**Problem set**
1. From the vPro text below, list every virus or attack it names.
2. In the vPro text below, what clock speed did the dual-core Conroe chip run at in the demonstration?
3. Write out the part of the vPro text below that begins at the words "The last thing", and stop after the words "the performance per watt.".

**Page extract**
Another key ingredient of the vPro platform is the hardware-assisted instruction set virtualization electronics that is in the Core chips, which Intel calls Virtualization Technology, and how this is used in concert with the second core in the chip to create a virtualized environment on one core and a virtual firewall to secure that environment on the second core. If you haven't figured it out yet, Intel has just convinced your boss and the IT department to commandeer that second core you want to run music while you work so it can be used as a personal firewall. As you might imagine, Symantec and other peddlers of antivirus and security software are all for this, and Otellini had John Thompson, chairman and CEO at Symantec, to come on stage and say what a wonderful idea this was. And, considering the nature of the threats that desktop users face--at least those who run Windows--maybe the two have a point.
Otellini said that in 2000, it took 209 days for a hacker to create the Ramen/Adore virus to exploit a security breach. In 2002, it took 185 days for someone to create the SQL Slammer virus, but by 2003, it took only 26 days for Blaster to hit, and in 2004, only 17 days for Sasser. By 2005, from security notice to Zotob attack took only three days, and now, you can get instant exploitation. "If things happen in a zero timeframe, how can you be proactive?" Otellini asked. Clearly, security has to be active, and this approach that Intel is advocating with the vPro design is part of that. In fact, the vPro chipsets have electronics that will not allow end users to disable antivirus software, which will cut down on virus, worms, and other malware outbreaks.
The last thing that makes vPro a new platform is a focus on performance per watt. Giving a sneak peak at the Conroe chip, Otellini did a demonstration that pitted a Business Pro platform using a Pentium 4 HT processors running at 3.8 GHz against a vPro platform using the dual-core Conroe chip running at 2.6 GHz. The benchmark that Intel created for the test was based on the new Office 2007 release, and had an Excel spreadsheet calculating a bunch of sales while running an Outlook email client and a PowerPoint presentation. On this test, half way through, the antivirus software was kicked on to do some scans. The Conroe box was able to run the test in about one-third the time. Compared to PCs in the 2003 vintage, Otellini said that the vPro machines would deliver at least twice the performance and about four times the performance per watt.
The savings in electricity can be significant for large companies. Otellini said that for a company with 50,000 PCs deployed over a four-year span, using the new Core processors could result in a $1.5 million in savings electricity costs.

**Input data**

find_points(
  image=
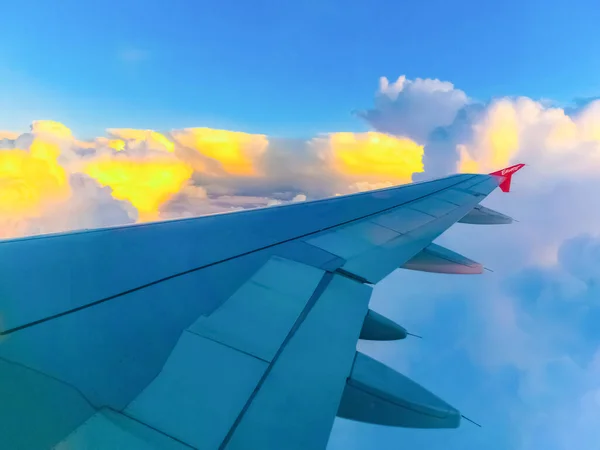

**Answers by item**
1. Ramen/Adore, SQL Slammer, Blaster, Sasser, Zotob

2. 2.6 GHz

3.
The last thing that makes vPro a new platform is a focus on performance per watt. Giving a sneak peak at the Conroe chip, Otellini did a demonstration that pitted a Business Pro platform using a Pentium 4 HT processors running at 3.8 GHz against a vPro platform using the dual-core Conroe chip running at 2.6 GHz. The benchmark that Intel created for the test was based on the new Office 2007 release, and had an Excel spreadsheet calculating a bunch of sales while running an Outlook email client and a PowerPoint presentation. On this test, half way through, the antivirus software was kicked on to do some scans. The Conroe box was able to run the test in about one-third the time. Compared to PCs in the 2003 vintage, Otellini said that the vPro machines would deliver at least twice the performance and about four times the performance per watt.